- [WORK INSTRUCTION]:
Which lines run from the one with "Target: green leaf" through the end of the data? Retype them exactly, without pictures.

[Dataset records]
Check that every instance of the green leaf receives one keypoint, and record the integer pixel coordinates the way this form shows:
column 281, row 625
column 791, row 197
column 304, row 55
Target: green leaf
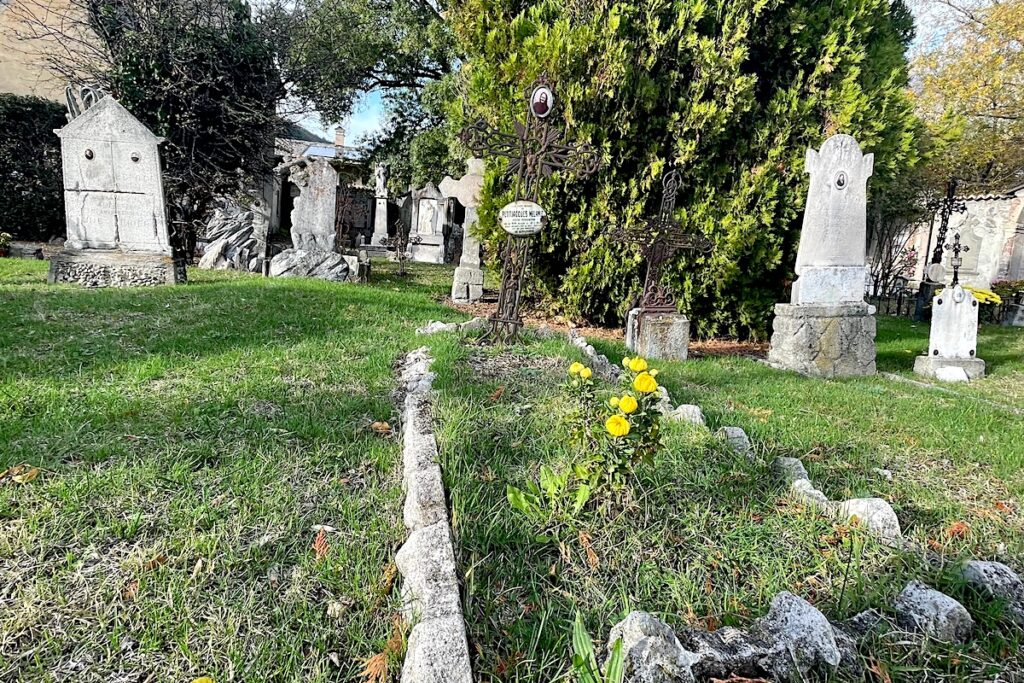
column 615, row 670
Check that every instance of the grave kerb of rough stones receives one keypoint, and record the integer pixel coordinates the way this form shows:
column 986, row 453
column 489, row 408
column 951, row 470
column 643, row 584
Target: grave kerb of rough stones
column 115, row 206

- [YOUR RESPONSE]:
Target: green leaf
column 615, row 670
Check that every instance of the grave kerb of rough stones receives one keypoint, and record the integer pixel coordinates the way this form shows:
column 986, row 453
column 489, row 408
column 951, row 470
column 643, row 584
Target: grave kerb of rough stones
column 115, row 206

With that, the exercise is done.